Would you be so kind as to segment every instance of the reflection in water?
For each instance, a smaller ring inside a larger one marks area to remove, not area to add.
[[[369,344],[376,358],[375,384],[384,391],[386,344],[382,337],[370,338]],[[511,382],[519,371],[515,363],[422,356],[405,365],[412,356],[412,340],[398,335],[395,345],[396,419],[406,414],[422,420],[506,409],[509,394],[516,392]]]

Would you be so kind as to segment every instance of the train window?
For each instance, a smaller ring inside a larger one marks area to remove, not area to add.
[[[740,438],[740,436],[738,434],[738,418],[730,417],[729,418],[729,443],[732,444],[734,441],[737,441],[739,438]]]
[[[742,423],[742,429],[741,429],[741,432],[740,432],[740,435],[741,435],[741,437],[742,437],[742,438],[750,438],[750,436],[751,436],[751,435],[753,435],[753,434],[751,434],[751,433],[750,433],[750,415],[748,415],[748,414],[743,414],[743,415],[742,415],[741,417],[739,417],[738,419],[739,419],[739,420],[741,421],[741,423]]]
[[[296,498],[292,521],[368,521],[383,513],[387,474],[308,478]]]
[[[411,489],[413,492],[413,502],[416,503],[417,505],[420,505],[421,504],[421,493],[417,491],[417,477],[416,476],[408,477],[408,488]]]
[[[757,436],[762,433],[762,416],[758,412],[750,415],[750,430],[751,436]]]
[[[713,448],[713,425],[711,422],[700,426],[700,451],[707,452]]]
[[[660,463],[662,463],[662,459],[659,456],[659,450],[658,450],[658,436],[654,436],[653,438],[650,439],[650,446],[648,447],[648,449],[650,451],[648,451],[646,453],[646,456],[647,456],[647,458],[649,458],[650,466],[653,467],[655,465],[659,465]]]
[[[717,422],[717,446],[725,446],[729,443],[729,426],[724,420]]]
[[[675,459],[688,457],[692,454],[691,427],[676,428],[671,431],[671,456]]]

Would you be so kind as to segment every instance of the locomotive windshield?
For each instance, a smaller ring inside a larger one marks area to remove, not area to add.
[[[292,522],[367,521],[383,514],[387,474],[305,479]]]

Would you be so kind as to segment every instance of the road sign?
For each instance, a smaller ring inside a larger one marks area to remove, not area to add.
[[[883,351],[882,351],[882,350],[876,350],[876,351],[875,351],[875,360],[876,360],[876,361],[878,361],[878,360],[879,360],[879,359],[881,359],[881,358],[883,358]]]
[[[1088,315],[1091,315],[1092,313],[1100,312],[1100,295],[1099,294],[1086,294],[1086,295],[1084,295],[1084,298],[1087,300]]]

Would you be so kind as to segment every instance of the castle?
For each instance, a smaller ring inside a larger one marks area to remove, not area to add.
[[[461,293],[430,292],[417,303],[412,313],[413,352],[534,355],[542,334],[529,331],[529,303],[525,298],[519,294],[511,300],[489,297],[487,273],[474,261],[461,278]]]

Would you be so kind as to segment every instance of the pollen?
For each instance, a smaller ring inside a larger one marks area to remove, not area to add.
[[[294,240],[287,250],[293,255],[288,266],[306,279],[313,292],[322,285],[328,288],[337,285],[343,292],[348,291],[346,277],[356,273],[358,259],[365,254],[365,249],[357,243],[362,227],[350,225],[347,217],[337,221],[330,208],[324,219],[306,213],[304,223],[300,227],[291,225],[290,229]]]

****************************************

__Work to complete__. All records shown above are to be repeated exactly.

__Answer section__.
Would you be so kind as to segment every instance of the reflection in water?
For each instance, a smaller ring inside a larger one marks area to remove, not area to add.
[[[369,344],[376,358],[375,384],[384,391],[386,344],[382,337],[370,338]],[[511,382],[519,371],[515,363],[422,356],[405,365],[412,356],[412,340],[398,335],[395,345],[396,419],[406,414],[422,420],[506,409],[509,394],[516,392]]]

Would you be so kind as to segment every instance of the train window?
For each instance, a smaller ring inside a larger one marks area to remove, not area to add.
[[[740,438],[740,436],[738,434],[738,418],[730,417],[729,418],[729,443],[732,444],[734,441],[737,441],[739,438]]]
[[[742,423],[742,429],[741,429],[741,432],[740,432],[740,435],[741,435],[741,437],[742,437],[742,438],[750,438],[750,436],[751,436],[751,435],[753,435],[753,434],[751,434],[751,433],[750,433],[750,415],[748,415],[748,414],[743,414],[743,415],[742,415],[741,417],[739,417],[738,419],[739,419],[739,420],[741,421],[741,423]]]
[[[296,498],[292,521],[368,521],[383,513],[387,474],[308,478]]]
[[[411,489],[413,492],[413,502],[416,503],[417,505],[420,505],[421,504],[421,493],[417,491],[417,477],[416,476],[408,477],[408,488]]]
[[[757,436],[762,433],[762,416],[758,412],[750,415],[750,430],[751,436]]]
[[[713,448],[713,425],[711,422],[700,426],[700,451],[707,452]]]
[[[660,463],[662,463],[662,459],[659,456],[659,450],[658,450],[658,436],[654,436],[653,438],[650,439],[650,446],[648,447],[648,449],[650,451],[648,451],[646,453],[646,456],[647,456],[647,458],[649,458],[650,466],[653,467],[655,465],[659,465]]]
[[[717,422],[717,446],[725,446],[729,443],[729,426],[724,420]]]
[[[675,459],[688,457],[692,454],[691,427],[676,428],[671,431],[671,456]]]

Would you be so kind as to segment every instance of the locomotive windshield?
For each instance, a smaller ring inside a larger one marks area to remove, not area to add.
[[[292,522],[367,521],[383,514],[387,474],[305,479]]]

Would you be so kind as to segment every instance of the road sign?
For each instance, a smaller ring inside a larger one marks area to remove, not area to add.
[[[883,351],[882,351],[882,350],[876,350],[876,351],[875,351],[875,360],[876,360],[876,361],[878,361],[878,360],[879,360],[879,359],[881,359],[881,358],[883,358]]]
[[[1088,315],[1091,315],[1092,313],[1100,312],[1100,295],[1099,294],[1086,294],[1086,295],[1084,295],[1084,298],[1087,300]]]

Would you be so kind as to segment every instance of the castle?
For each instance, a smaller ring inside a larger one marks area to remove, not area to add.
[[[461,293],[430,292],[417,303],[412,313],[413,352],[534,355],[542,334],[529,331],[529,303],[525,298],[519,294],[511,300],[489,297],[487,273],[474,261],[461,278]]]

Would you be so kind as to segment every instance of the pollen?
For each instance, a smaller ring inside a larger one marks area to remove, not area to add.
[[[294,240],[287,250],[293,255],[288,266],[306,279],[313,292],[322,285],[328,288],[337,285],[343,292],[348,291],[346,277],[356,273],[358,259],[365,254],[365,249],[357,243],[362,227],[350,225],[347,217],[337,221],[330,208],[324,219],[306,213],[304,223],[300,227],[291,225],[290,229]]]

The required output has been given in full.